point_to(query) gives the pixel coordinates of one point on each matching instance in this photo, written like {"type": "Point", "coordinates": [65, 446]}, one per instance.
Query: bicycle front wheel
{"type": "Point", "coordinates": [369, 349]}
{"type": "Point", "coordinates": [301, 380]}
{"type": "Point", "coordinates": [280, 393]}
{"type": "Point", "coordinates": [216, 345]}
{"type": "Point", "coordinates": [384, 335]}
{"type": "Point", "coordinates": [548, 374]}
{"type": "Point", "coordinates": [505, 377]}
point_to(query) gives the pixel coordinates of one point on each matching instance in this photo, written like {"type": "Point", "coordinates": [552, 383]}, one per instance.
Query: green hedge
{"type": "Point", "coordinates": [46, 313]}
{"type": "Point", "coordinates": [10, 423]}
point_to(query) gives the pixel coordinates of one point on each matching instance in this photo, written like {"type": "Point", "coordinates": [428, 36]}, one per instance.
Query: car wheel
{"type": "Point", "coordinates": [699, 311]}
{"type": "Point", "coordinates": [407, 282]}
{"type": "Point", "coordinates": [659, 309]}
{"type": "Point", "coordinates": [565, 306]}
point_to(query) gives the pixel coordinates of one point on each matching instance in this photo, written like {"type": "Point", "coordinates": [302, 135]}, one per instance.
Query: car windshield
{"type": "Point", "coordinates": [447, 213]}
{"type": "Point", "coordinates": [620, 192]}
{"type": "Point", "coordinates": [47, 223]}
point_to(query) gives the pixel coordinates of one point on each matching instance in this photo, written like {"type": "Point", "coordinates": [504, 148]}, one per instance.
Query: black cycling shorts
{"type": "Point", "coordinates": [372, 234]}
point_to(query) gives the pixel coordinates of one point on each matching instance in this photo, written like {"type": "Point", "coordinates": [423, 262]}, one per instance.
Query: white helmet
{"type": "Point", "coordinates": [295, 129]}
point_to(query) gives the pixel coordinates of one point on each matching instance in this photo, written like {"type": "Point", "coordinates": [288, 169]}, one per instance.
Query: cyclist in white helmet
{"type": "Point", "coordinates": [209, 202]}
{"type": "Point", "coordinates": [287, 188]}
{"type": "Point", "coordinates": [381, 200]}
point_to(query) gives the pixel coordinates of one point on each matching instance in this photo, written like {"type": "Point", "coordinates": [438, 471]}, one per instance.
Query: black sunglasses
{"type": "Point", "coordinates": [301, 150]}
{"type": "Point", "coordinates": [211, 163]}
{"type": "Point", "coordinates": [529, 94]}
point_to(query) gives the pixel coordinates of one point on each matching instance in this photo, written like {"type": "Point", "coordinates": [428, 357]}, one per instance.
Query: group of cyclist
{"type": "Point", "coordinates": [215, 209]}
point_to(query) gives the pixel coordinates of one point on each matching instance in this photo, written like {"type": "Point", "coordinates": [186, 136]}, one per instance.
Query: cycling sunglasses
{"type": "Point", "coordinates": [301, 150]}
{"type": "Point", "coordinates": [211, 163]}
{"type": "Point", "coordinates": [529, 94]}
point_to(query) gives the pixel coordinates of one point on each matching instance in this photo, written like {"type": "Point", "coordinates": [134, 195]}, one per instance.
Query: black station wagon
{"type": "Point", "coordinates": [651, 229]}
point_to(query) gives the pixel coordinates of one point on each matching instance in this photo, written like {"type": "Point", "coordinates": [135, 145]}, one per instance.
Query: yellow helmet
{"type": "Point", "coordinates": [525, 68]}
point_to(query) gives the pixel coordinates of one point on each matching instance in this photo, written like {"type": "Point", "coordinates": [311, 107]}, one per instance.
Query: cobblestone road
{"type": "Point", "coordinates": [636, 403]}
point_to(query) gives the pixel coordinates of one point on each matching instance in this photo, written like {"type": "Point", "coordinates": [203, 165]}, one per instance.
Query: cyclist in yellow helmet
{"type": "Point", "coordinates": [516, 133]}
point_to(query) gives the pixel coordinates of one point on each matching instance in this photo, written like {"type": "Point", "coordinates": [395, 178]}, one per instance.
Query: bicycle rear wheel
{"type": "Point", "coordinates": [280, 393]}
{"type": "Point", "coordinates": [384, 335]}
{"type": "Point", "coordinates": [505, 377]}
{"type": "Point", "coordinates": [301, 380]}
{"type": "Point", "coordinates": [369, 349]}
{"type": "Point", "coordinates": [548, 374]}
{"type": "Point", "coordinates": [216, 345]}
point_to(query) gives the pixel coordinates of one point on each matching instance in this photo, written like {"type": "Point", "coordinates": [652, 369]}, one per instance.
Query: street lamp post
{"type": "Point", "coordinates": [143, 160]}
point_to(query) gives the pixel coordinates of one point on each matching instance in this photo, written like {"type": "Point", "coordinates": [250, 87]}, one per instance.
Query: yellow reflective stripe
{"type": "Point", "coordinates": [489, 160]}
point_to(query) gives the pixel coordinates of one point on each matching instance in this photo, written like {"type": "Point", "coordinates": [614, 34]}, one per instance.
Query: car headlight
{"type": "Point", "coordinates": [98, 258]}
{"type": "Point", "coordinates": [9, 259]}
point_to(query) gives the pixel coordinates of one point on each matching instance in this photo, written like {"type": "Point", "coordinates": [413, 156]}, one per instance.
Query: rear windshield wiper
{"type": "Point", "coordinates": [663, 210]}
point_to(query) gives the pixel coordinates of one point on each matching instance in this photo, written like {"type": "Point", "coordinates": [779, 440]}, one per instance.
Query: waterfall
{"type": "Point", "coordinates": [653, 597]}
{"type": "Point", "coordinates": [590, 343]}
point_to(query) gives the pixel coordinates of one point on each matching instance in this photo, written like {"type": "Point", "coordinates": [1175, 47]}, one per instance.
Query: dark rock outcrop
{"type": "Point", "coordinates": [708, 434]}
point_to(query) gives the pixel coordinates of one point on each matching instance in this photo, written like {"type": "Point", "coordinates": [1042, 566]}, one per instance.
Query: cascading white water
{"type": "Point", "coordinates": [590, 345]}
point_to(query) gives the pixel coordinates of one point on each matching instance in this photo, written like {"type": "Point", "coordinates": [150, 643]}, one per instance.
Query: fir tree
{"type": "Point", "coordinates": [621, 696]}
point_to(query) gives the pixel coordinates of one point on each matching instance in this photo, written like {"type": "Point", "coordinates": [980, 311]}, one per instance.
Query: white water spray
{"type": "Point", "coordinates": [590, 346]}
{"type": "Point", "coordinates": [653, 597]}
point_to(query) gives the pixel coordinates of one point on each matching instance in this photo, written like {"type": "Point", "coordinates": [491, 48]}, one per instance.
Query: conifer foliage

========================================

## [Work to do]
Please count how many lines of the records contain the word "cyclist", and reply with that number alone.

## [Right answer]
3